Task prompt:
Render the part of the records below that opens with the line containing "Keypoint placement for each instance of the eyeglasses: set" and closes with the line containing "(1015, 300)" as a Markdown table. Use a Row column for the row number and a Text column for the line, and leave out blank lines.

Information provided:

* * * * * * *

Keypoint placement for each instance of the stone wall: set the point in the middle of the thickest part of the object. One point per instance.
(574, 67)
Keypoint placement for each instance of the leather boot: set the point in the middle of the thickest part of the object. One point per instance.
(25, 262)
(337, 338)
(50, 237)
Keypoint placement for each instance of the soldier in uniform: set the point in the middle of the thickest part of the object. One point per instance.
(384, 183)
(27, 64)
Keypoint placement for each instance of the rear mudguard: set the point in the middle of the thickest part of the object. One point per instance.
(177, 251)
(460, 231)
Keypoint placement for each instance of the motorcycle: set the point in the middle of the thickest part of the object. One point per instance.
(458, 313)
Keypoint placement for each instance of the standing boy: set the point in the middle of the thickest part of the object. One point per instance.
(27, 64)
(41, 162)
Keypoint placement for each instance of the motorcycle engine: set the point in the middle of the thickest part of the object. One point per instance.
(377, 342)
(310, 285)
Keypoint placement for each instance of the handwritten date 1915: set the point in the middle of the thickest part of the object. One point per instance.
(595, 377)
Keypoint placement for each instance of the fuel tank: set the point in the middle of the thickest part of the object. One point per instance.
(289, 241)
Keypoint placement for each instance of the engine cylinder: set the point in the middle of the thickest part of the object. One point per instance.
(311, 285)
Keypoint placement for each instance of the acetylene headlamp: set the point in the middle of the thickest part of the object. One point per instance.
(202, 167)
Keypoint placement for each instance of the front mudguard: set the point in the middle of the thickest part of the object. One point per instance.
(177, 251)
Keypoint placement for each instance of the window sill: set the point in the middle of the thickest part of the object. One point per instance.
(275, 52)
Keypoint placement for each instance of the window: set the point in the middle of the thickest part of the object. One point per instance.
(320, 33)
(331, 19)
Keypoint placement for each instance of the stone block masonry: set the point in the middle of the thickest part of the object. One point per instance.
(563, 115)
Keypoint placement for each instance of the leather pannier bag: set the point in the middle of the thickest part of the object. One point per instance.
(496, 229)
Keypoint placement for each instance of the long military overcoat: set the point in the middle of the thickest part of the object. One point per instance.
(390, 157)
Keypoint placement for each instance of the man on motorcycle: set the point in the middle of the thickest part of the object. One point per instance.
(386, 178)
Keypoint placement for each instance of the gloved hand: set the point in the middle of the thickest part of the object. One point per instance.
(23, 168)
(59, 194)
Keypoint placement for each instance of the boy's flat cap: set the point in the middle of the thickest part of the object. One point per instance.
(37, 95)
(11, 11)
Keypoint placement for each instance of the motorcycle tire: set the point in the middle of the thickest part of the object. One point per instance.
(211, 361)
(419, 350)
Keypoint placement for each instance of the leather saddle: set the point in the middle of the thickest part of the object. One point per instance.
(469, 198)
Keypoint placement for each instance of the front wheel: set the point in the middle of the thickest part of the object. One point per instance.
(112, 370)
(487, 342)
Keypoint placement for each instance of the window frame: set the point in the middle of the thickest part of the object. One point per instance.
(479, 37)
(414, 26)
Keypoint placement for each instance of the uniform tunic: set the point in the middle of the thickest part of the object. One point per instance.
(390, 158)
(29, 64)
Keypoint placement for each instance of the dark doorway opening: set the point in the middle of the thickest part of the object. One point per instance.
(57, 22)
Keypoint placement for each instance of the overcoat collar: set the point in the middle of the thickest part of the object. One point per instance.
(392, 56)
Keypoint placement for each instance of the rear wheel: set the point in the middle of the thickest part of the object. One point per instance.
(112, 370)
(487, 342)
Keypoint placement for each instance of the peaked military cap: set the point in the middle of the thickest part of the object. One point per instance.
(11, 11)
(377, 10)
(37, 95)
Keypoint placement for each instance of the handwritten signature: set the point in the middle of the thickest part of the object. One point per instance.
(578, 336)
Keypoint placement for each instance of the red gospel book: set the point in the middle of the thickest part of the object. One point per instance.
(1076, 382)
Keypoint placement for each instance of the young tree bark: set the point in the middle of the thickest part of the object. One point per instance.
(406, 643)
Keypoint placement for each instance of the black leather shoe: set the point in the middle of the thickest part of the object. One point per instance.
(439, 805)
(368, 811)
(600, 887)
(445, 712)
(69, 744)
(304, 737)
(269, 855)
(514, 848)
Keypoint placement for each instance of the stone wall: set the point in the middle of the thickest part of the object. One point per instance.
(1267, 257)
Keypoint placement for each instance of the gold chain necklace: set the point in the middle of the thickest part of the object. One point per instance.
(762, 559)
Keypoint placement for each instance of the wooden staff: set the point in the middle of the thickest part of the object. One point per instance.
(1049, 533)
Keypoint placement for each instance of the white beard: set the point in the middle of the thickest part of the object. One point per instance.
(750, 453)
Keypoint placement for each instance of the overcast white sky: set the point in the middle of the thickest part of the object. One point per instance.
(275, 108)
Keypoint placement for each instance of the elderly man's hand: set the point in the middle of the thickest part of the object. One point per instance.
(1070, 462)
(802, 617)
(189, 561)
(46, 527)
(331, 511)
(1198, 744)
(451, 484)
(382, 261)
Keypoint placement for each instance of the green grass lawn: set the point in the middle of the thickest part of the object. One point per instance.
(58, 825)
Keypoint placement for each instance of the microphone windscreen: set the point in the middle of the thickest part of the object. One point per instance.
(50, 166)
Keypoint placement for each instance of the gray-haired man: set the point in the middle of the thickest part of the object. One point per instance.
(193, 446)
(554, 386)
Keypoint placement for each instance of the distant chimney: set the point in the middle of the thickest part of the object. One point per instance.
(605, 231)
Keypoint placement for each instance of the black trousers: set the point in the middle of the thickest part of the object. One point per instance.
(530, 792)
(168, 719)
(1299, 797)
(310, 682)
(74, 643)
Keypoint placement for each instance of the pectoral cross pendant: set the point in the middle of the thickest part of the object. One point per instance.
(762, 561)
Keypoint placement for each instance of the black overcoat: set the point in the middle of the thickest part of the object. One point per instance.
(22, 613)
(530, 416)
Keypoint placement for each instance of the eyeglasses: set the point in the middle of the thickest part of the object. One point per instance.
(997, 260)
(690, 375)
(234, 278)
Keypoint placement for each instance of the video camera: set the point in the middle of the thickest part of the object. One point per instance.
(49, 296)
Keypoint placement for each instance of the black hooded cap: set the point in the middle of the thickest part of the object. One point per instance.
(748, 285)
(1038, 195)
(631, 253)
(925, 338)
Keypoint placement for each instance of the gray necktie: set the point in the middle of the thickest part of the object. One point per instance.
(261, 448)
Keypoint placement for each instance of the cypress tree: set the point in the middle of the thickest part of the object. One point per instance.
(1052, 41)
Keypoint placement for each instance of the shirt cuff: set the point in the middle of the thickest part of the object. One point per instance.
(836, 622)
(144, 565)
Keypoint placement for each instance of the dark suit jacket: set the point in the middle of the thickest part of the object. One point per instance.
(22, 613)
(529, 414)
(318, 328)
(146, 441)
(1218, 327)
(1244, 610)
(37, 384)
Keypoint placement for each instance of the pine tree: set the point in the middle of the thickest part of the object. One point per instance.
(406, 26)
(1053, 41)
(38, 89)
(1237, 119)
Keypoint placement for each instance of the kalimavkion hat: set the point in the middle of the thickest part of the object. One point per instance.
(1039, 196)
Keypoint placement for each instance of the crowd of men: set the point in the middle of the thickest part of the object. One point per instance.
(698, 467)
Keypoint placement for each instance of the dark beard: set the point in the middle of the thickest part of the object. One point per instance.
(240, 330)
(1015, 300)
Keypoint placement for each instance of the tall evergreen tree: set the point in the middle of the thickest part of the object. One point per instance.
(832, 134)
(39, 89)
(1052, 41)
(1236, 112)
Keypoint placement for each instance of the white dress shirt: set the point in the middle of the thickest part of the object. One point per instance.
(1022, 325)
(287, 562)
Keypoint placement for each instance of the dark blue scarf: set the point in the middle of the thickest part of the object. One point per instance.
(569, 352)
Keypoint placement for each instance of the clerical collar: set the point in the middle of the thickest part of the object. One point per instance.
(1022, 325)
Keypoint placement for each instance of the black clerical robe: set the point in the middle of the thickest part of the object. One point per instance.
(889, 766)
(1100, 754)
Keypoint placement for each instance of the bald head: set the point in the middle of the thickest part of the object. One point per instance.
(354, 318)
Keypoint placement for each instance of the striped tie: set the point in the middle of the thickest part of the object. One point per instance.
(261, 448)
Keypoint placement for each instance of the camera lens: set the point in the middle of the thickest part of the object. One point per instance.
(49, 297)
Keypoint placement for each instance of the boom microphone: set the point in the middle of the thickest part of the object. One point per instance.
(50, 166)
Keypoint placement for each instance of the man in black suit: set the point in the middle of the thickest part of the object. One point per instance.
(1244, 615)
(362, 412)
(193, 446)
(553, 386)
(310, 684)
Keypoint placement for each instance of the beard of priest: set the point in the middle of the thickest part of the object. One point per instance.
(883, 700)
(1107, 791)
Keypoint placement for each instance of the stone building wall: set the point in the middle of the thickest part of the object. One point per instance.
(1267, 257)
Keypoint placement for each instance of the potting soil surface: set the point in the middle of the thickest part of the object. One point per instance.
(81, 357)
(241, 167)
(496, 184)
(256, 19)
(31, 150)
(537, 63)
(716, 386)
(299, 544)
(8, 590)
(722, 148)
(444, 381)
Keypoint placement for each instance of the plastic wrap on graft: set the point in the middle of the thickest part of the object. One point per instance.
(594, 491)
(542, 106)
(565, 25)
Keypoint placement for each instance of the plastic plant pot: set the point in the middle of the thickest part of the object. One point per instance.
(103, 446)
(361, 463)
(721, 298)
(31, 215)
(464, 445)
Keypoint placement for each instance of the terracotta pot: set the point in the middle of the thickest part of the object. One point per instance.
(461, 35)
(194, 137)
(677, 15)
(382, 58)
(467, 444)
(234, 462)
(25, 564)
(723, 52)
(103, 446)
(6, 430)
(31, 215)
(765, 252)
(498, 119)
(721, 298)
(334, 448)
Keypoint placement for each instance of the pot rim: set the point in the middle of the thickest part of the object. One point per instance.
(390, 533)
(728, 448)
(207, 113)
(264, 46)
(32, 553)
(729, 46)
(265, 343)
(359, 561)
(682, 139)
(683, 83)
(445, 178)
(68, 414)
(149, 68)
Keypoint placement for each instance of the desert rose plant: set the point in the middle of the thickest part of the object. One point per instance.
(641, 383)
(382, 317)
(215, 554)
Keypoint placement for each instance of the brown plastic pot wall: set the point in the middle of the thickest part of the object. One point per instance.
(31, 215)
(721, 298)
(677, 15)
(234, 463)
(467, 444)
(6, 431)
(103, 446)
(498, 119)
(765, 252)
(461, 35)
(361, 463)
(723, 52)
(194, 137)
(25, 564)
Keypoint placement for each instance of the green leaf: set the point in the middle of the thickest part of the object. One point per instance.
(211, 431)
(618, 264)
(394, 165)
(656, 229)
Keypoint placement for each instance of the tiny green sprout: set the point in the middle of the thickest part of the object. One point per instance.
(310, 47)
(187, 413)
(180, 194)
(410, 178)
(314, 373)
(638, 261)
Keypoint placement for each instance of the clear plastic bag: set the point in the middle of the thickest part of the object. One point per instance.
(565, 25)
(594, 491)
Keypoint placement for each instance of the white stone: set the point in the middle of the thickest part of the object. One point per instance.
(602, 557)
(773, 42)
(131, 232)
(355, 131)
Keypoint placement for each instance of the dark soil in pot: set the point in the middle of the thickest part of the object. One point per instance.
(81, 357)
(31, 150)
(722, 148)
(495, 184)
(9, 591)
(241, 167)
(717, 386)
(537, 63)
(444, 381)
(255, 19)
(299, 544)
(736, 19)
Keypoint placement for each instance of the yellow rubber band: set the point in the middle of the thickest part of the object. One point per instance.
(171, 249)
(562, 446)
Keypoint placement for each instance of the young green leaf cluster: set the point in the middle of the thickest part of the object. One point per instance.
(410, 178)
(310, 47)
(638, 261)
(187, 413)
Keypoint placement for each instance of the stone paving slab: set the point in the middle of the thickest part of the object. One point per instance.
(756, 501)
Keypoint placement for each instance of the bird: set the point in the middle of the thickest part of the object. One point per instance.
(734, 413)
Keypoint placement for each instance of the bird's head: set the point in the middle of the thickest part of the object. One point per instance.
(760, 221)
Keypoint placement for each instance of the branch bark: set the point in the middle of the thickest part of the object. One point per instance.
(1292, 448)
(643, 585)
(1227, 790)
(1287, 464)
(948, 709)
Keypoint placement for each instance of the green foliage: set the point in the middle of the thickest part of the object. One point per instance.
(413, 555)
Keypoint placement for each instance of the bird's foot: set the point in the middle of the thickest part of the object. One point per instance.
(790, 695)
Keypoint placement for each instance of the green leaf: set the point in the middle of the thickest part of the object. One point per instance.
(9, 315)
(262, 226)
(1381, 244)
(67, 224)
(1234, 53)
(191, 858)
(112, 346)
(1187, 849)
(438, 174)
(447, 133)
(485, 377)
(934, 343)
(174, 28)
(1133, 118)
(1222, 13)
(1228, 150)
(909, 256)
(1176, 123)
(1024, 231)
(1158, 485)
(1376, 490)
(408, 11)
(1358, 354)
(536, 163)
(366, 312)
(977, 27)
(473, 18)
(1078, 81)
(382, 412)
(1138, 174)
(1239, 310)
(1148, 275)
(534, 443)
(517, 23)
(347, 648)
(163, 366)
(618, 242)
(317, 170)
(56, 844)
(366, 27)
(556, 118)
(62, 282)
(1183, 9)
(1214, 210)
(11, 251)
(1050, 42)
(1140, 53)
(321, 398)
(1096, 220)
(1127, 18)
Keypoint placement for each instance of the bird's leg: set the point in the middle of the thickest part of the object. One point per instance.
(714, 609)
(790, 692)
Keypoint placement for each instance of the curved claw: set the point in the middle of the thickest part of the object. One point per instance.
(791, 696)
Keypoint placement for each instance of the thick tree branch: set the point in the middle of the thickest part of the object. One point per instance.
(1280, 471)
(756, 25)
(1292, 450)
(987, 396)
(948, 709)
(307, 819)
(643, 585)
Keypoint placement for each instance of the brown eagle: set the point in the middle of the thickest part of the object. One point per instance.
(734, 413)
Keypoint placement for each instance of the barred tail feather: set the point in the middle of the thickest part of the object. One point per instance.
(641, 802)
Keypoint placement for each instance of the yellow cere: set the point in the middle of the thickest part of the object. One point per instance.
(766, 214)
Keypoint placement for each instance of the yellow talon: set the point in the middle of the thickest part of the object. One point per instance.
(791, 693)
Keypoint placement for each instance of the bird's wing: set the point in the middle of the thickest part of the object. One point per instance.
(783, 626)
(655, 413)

* * * * * * *

Task answer:
| Row | Text |
|---|---|
| 1 | Keypoint placement for each instance of the eyeglasses: set the point in the middle of the thickest part of the object. One point per instance. |
| 2 | (997, 260) |
| 3 | (690, 375) |
| 4 | (234, 278) |
| 5 | Keypoint placement for each instance of the video camera: set the point in the middle of the thickest part of the object. One point per instance. |
| 6 | (49, 296) |
| 7 | Keypoint placement for each instance of the black hooded cap: set the point in the middle of the thickest part of the object. One point per instance. |
| 8 | (748, 285) |
| 9 | (1038, 195) |
| 10 | (631, 253) |
| 11 | (925, 338) |
| 12 | Keypoint placement for each instance of the gray necktie: set the point in the middle of the thickest part of the object. One point per instance. |
| 13 | (261, 448) |
| 14 | Keypoint placement for each instance of the cypress tree: set the point in the middle of the thickest part of the object. One point per instance. |
| 15 | (1052, 41) |
| 16 | Keypoint placement for each instance of the shirt cuff: set the point in the middle of the thickest part of the object. One point per instance. |
| 17 | (836, 622) |
| 18 | (144, 565) |
| 19 | Keypoint placement for each instance of the dark suit jacket: set the point in the middle of the thickest part of the object. One point per instance. |
| 20 | (22, 613) |
| 21 | (529, 414) |
| 22 | (318, 328) |
| 23 | (146, 441) |
| 24 | (1218, 327) |
| 25 | (1244, 610) |
| 26 | (37, 384) |
| 27 | Keypoint placement for each instance of the pine tree: set the point in the middle of the thickest part of the object. One point per instance. |
| 28 | (406, 26) |
| 29 | (1053, 41) |
| 30 | (38, 89) |
| 31 | (1237, 119) |
| 32 | Keypoint placement for each instance of the kalimavkion hat: set the point in the middle of the thickest part of the object. One point per instance. |
| 33 | (1039, 196) |
| 34 | Keypoint placement for each instance of the crowd of men: set the point in the middle of the thickest part of the object. One point per instance. |
| 35 | (698, 467) |
| 36 | Keypoint placement for each instance of the dark beard: set the point in the middle of the thickest part of the object. One point per instance. |
| 37 | (240, 330) |
| 38 | (1015, 300) |